[Data for this task Boundary: Start]
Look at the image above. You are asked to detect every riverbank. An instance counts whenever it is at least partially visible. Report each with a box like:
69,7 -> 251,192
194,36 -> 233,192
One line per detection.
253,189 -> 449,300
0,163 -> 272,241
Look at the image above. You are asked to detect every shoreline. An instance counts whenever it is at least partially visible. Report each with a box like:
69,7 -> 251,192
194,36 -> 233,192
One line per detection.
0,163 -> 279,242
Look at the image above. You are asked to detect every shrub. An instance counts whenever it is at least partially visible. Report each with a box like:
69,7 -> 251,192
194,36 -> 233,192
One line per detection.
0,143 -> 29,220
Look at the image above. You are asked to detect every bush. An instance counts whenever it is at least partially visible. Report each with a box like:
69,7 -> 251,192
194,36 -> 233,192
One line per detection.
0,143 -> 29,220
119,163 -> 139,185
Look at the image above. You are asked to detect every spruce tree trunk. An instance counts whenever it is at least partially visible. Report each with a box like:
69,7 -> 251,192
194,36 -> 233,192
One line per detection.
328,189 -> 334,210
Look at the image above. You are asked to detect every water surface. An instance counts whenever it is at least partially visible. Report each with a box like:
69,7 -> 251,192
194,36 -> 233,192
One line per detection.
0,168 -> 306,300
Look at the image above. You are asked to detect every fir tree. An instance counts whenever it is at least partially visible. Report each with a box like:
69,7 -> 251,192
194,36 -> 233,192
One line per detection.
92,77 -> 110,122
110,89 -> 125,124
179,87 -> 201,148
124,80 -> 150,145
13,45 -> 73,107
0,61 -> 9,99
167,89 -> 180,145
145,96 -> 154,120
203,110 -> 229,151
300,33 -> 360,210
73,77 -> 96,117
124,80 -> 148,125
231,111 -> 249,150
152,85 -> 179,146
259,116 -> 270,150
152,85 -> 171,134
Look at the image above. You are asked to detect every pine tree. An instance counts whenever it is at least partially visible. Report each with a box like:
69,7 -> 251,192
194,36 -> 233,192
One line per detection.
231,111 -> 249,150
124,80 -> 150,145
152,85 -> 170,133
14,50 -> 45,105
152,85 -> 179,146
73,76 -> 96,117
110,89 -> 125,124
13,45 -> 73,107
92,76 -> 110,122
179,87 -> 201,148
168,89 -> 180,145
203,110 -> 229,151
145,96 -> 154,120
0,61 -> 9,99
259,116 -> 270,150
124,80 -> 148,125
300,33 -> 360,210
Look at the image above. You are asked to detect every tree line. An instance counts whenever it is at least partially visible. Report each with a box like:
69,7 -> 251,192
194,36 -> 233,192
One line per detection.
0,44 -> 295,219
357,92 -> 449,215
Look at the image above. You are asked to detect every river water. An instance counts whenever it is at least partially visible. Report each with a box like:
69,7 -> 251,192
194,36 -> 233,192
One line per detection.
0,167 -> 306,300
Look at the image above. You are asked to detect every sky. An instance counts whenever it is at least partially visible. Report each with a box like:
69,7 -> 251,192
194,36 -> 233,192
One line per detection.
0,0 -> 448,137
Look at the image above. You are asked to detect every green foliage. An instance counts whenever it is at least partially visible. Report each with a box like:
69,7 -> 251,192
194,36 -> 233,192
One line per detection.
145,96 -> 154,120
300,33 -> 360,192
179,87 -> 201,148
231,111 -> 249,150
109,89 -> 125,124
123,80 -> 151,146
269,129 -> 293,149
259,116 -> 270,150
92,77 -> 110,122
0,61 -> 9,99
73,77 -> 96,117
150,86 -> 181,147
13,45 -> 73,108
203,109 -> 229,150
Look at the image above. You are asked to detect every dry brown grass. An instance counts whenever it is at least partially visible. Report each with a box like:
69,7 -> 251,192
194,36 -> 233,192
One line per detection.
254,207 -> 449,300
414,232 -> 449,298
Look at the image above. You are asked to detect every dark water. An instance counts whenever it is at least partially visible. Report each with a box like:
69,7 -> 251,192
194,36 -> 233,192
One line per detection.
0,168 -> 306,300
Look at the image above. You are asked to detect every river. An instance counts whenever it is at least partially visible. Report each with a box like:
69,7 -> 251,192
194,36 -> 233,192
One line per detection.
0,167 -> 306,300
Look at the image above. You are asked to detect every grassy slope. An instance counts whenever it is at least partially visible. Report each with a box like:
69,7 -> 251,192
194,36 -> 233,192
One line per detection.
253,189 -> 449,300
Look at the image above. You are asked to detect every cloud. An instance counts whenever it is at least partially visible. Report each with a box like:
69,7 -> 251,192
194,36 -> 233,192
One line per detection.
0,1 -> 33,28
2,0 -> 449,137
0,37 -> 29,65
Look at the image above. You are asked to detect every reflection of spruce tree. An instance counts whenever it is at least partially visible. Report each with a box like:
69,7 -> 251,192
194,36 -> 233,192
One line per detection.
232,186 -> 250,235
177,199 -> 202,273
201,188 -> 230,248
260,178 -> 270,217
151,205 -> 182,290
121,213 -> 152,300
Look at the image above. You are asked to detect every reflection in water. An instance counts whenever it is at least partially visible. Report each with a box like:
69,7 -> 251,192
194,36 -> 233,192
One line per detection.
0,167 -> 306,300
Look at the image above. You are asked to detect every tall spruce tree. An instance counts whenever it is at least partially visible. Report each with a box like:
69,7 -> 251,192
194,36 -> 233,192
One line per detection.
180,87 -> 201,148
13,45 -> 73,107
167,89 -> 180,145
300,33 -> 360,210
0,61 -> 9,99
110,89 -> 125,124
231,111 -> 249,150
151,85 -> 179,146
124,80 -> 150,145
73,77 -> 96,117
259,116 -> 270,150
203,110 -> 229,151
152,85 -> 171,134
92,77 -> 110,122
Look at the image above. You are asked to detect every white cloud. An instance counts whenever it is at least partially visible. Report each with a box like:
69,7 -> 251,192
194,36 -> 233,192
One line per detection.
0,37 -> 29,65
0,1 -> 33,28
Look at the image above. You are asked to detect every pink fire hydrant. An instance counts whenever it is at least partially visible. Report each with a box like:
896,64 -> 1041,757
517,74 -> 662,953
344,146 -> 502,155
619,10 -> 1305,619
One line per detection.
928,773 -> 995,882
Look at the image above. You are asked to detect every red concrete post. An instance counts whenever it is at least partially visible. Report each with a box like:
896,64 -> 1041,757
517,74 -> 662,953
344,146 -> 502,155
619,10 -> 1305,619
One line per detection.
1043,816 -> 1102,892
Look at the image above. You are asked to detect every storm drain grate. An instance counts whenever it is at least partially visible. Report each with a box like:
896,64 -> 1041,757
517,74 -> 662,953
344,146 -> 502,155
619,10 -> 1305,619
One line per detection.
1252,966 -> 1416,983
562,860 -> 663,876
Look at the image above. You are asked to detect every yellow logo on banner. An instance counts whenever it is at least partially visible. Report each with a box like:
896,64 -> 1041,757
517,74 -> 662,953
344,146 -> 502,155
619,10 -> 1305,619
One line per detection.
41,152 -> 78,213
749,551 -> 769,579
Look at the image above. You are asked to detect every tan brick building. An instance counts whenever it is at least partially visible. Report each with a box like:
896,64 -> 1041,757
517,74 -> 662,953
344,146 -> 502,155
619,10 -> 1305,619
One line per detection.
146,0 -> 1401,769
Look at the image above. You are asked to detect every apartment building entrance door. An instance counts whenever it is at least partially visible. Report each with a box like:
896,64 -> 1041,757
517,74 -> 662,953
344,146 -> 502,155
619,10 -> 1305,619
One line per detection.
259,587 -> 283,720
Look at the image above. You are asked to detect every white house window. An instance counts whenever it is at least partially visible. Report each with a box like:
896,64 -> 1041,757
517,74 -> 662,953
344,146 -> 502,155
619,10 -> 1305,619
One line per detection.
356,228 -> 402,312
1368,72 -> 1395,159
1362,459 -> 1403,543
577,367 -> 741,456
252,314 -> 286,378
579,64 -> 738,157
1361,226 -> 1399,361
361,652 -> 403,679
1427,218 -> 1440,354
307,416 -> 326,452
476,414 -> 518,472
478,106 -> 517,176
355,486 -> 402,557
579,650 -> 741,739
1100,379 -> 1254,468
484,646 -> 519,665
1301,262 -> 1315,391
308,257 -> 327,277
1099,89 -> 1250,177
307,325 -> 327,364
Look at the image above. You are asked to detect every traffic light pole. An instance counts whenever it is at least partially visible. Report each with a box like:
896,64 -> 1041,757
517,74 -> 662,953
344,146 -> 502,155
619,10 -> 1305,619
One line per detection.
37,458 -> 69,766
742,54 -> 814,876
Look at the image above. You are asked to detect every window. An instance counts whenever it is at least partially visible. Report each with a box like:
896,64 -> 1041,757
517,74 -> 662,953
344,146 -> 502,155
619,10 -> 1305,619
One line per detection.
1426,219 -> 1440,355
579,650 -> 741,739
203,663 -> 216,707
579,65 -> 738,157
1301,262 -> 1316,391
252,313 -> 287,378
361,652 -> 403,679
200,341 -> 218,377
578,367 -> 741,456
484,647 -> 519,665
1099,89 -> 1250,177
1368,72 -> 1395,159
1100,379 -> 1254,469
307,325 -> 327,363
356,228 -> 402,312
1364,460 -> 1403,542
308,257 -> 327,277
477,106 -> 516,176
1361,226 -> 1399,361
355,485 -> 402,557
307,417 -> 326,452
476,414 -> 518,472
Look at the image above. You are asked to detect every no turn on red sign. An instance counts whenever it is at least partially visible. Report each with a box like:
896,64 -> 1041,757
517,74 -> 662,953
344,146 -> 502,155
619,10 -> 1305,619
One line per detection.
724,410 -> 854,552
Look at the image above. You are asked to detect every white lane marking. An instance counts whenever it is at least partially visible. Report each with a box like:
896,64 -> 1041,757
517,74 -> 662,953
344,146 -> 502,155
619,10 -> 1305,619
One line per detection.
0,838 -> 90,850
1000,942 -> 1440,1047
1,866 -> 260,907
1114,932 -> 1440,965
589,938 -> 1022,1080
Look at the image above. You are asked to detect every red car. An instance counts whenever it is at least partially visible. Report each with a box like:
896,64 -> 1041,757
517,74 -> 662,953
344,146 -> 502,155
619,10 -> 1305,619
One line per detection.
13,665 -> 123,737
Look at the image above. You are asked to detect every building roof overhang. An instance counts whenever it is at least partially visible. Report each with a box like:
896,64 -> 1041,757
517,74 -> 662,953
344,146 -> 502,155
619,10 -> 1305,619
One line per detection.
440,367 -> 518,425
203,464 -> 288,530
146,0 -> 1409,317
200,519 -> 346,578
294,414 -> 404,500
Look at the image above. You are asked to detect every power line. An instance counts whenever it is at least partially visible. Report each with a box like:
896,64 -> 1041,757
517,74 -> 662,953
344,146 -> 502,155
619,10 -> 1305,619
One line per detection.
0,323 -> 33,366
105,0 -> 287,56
[Data for this task Boundary: End]
For each line of the data that includes the word "spruce", return a copy of it.

Written response
Look at the image above. You are asked to detect every spruce tree trunk. An instance counts whenever it is at least partially visible. Report each with a box like:
Look at the image above. You are asked to detect every reflection of spruce tree. An instance counts whenever it is at least partially visible. Report each with a box like:
Look at the image above. You are asked to detect every tall spruce tree. An instance counts whenever it is at least partially visible. Report each with a box like:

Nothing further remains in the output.